[Entries supplied]

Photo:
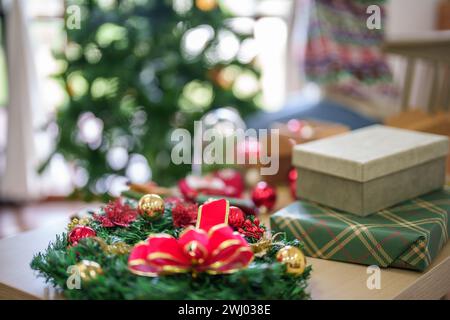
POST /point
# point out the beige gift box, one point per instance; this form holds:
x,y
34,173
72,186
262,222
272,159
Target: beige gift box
x,y
370,169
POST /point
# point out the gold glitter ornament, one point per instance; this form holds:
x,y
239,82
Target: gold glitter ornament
x,y
293,258
151,206
89,270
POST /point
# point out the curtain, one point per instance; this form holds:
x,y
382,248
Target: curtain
x,y
19,180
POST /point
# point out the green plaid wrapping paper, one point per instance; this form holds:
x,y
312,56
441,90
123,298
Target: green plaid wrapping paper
x,y
409,235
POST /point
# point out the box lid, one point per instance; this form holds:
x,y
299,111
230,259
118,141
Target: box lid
x,y
370,153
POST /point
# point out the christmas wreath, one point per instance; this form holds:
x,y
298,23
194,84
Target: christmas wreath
x,y
150,248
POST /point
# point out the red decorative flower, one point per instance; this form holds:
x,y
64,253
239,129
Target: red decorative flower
x,y
117,214
217,252
225,182
236,217
252,229
80,232
184,214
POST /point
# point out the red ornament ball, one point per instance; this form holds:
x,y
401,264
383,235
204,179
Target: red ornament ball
x,y
80,232
236,217
292,177
264,195
184,214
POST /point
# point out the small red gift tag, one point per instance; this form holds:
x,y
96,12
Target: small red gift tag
x,y
212,213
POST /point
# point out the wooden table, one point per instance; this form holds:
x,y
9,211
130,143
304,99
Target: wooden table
x,y
330,279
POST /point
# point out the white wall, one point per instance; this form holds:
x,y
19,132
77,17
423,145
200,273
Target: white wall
x,y
406,16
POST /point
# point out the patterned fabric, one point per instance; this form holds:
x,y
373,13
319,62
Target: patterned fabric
x,y
409,235
339,49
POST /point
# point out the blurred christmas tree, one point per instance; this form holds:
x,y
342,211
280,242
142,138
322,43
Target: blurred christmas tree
x,y
136,69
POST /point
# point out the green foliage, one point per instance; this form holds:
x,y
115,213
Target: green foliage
x,y
263,279
128,66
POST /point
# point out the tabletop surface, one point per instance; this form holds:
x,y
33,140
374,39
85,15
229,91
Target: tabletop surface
x,y
329,279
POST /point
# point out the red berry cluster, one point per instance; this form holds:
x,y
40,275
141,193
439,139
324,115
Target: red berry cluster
x,y
246,226
184,214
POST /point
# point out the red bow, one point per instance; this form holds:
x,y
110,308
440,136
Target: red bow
x,y
218,251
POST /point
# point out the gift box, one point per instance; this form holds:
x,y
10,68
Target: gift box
x,y
371,168
409,235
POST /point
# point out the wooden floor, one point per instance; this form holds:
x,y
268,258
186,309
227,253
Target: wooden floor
x,y
17,219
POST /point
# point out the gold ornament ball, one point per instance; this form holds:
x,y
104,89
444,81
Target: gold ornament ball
x,y
151,206
293,258
89,270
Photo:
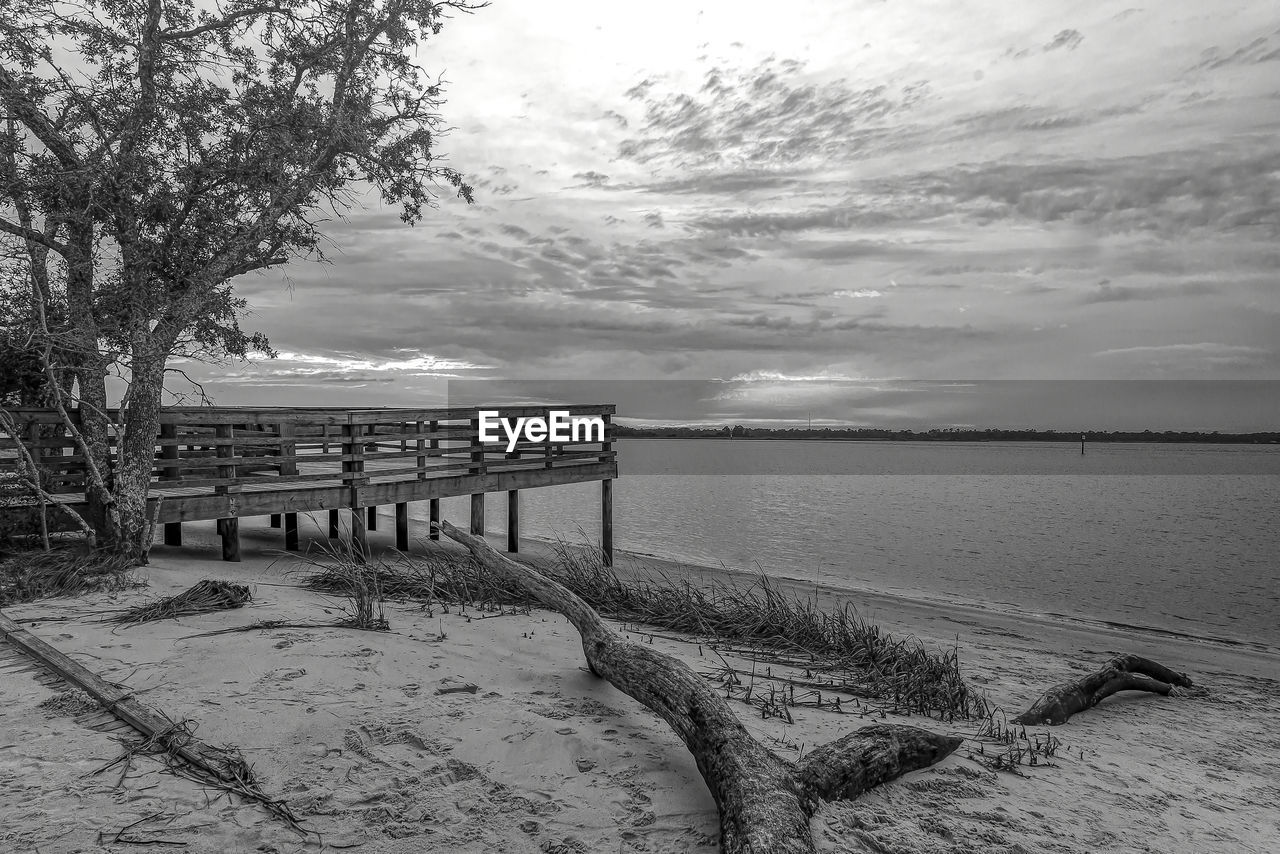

[Task brief] Reproduce the lines from the one with "Target: red ornament ball" through the end of the data, keeping both end lines, adding nothing, and dropping any pictures.

[Answer to this task]
Target: red ornament ball
x,y
80,232
236,217
292,177
264,195
184,214
POST /point
# point out the small red gift tag, one point per instance; this form holds:
x,y
96,12
Target: small red gift tag
x,y
212,213
POST /point
# point out the wooden table, one point per instance; this form holds:
x,y
9,211
130,143
304,99
Target: wooden table
x,y
330,279
POST /point
# point out the white wall, one point per instance; this form holds:
x,y
19,132
77,17
423,145
200,273
Target: white wall
x,y
406,16
POST /point
# point out the patterned fabric, one point per instance; this form holds:
x,y
373,13
319,62
Target: patterned fabric
x,y
409,235
339,49
POST /point
# point out the blurred christmas tree, one point per instance; this form holds:
x,y
342,211
280,242
142,138
322,43
Target: blurred christmas tree
x,y
136,69
POST /point
# point out the green foliage, one point per instance; this form holds:
x,y
115,213
Target: green foliage
x,y
263,279
128,66
POST /point
# point out the tabletop surface, one point per instance; this form holds:
x,y
33,140
374,39
85,15
229,91
Target: tabletop surface
x,y
329,279
POST /point
# point out the red berry cluster, one point per instance; this form holds:
x,y
40,275
141,193
439,139
324,115
Target: red berry cluster
x,y
246,226
184,214
POST /point
# point out the red bow, one point per instance; this form holds:
x,y
110,308
440,136
Target: red bow
x,y
218,251
POST /point
# point out the gift box, one point per instance; this form holds:
x,y
10,68
Target: gift box
x,y
371,168
409,235
POST /point
# point out the wooden floor, one point per instance; this form holds:
x,y
268,258
186,309
227,253
Target: wooden floor
x,y
17,219
POST /point
# point out the gold ornament ball, one point per instance; this form holds:
x,y
104,89
444,81
Target: gold ornament ball
x,y
151,206
293,258
89,270
Photo:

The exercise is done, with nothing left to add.